▶ What is being asked:
Copy the line containing "Labeling fields. Category: athlete's thigh.", then all lines after it up to and including the final line of the material, exactly and without additions.

▬▬▬

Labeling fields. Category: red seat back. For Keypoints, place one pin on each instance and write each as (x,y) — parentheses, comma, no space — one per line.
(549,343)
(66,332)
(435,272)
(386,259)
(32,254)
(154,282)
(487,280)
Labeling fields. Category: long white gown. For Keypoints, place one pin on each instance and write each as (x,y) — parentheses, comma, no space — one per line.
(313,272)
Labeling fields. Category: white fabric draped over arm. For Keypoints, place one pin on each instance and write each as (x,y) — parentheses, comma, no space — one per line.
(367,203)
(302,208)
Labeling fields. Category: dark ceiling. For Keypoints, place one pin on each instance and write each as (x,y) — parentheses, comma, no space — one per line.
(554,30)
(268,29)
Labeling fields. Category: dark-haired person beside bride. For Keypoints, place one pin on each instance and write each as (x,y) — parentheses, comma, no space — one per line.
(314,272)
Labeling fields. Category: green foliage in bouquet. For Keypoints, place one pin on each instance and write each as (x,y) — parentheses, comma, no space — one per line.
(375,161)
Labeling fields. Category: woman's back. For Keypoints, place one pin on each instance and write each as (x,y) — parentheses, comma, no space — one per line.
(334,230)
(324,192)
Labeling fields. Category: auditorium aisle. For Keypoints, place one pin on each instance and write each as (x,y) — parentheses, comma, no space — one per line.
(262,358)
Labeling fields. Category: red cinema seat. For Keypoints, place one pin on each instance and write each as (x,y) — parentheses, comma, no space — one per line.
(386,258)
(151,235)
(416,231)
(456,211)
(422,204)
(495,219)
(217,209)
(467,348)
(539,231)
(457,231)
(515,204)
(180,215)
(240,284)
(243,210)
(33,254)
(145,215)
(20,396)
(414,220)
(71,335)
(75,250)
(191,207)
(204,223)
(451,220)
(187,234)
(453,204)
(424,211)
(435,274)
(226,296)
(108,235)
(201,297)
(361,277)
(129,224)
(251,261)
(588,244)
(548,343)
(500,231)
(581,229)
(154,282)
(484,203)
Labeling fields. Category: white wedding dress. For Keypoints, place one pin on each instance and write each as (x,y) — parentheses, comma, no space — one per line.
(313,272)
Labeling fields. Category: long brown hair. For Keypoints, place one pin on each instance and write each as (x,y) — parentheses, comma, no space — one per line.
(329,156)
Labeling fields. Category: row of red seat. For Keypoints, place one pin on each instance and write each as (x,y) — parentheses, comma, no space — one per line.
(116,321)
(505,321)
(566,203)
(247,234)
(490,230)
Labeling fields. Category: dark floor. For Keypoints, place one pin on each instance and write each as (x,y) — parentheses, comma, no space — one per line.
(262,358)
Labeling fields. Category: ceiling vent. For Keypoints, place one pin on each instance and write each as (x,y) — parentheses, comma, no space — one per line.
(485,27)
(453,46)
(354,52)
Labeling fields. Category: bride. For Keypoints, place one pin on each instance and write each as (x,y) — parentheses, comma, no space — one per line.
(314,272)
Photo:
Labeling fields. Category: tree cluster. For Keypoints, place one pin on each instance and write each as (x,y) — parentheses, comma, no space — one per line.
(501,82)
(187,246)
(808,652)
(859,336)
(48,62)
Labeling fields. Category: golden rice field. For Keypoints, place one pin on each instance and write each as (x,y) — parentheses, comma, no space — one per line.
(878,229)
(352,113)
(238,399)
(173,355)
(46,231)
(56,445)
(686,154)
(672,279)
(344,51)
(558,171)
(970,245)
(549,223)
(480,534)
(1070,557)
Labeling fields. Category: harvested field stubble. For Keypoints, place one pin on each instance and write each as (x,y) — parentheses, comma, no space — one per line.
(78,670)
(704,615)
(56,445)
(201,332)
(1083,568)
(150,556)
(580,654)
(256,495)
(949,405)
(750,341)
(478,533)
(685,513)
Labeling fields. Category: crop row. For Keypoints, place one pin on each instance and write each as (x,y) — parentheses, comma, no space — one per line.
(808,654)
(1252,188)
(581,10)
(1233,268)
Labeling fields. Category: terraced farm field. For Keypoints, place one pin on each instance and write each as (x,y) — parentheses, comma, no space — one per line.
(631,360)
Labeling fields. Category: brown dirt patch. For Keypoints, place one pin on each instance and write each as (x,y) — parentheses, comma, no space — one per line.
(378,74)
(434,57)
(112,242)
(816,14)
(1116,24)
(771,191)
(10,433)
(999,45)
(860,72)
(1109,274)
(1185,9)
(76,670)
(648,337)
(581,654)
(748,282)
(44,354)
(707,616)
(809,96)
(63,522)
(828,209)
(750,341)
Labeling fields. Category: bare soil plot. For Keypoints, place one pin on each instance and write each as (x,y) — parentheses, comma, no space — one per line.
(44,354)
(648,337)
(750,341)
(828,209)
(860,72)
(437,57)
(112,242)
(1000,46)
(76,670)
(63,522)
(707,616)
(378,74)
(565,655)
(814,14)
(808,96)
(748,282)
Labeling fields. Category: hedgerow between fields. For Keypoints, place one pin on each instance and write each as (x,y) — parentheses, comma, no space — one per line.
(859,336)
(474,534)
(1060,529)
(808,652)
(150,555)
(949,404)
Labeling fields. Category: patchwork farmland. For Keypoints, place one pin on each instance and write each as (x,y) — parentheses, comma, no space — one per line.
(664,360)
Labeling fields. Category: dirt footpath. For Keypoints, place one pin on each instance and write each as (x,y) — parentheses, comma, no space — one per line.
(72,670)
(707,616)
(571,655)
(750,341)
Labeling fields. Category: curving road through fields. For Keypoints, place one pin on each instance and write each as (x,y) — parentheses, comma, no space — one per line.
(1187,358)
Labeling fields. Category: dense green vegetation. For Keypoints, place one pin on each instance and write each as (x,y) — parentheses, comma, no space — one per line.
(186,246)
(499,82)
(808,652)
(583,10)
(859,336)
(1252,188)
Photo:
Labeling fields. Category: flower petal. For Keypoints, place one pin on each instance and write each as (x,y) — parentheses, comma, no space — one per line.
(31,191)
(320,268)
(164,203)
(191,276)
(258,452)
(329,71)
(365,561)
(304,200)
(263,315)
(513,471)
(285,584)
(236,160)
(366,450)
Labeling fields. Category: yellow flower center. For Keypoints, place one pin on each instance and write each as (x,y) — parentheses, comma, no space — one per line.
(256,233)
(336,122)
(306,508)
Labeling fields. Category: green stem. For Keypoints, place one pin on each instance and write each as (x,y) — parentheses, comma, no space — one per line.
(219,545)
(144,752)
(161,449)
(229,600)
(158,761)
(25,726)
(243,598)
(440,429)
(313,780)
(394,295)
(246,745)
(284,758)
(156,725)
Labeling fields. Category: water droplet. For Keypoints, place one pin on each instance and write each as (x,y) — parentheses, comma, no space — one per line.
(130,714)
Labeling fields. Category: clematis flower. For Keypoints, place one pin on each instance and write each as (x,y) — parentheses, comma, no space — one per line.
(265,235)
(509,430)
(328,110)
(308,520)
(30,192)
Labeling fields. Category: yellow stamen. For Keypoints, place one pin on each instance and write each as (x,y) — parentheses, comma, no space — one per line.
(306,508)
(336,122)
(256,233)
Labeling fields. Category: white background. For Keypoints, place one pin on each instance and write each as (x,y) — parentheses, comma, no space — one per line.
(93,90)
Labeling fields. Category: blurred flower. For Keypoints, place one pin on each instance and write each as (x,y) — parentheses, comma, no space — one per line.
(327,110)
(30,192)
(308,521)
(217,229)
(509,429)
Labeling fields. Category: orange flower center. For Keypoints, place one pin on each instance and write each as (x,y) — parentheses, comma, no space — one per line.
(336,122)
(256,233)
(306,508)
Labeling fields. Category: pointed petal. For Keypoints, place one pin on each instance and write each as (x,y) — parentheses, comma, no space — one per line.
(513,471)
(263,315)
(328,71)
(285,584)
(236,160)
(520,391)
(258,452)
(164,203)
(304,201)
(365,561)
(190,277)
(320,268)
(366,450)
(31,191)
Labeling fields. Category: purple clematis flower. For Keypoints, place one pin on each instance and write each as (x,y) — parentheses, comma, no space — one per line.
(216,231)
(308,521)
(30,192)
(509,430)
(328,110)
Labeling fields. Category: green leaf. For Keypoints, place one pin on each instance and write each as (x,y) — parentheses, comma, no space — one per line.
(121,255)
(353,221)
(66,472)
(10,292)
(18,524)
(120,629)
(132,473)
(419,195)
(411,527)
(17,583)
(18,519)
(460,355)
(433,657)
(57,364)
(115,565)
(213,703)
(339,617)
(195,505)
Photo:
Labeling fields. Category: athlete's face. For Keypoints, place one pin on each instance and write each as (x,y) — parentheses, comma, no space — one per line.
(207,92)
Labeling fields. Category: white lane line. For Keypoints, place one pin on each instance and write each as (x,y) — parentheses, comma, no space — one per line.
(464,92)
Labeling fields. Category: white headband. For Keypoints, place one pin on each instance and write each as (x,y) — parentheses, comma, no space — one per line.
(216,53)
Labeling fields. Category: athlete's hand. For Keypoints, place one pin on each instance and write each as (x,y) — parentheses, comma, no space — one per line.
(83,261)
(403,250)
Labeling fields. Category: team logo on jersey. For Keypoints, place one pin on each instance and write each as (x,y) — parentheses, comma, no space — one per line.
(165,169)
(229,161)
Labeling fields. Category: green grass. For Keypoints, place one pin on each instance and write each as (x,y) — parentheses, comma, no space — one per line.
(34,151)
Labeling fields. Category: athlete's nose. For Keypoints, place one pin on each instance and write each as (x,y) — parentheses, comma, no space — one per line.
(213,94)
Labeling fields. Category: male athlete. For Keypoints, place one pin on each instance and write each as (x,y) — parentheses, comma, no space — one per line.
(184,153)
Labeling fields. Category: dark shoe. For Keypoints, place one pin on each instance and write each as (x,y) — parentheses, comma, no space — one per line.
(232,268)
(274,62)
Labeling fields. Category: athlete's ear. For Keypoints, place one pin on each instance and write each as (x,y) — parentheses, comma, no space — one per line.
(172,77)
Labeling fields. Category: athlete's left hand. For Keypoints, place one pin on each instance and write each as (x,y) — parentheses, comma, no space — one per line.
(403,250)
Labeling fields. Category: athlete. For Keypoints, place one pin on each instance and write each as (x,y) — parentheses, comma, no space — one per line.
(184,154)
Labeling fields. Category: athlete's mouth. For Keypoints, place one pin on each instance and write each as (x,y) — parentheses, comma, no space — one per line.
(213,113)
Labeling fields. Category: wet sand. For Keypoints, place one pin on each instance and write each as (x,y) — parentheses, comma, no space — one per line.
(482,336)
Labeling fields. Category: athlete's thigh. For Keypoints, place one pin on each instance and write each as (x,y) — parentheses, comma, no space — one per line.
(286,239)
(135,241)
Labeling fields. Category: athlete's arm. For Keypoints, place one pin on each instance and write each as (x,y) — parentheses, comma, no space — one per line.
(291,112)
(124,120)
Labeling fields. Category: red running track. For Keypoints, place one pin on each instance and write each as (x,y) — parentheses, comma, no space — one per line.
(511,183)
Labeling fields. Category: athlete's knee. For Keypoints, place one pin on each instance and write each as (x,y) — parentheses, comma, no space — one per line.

▬▬▬

▶ Expected answer:
Labeling fields. Category: athlete's thigh. For Keypoints, place one pin on each instance and write each as (x,y) — parentheses, comma, no space — one per line.
(286,239)
(135,241)
Labeling fields. Category: athlete's arm. For Keypoints, place one pin on each instance and write each as (x,y) — parentheses, comma, no space — one per line.
(291,112)
(124,120)
Labeling fields. Category: red running track. For Keypoints, place one pin on each instance and write each as (x,y) — parentheses, comma, no space — one per line.
(511,183)
Labeling fields. Category: athlete's knee. For Keypoints, place one pin on each instance and write each as (x,y) — parentheses, comma, no space — one per line.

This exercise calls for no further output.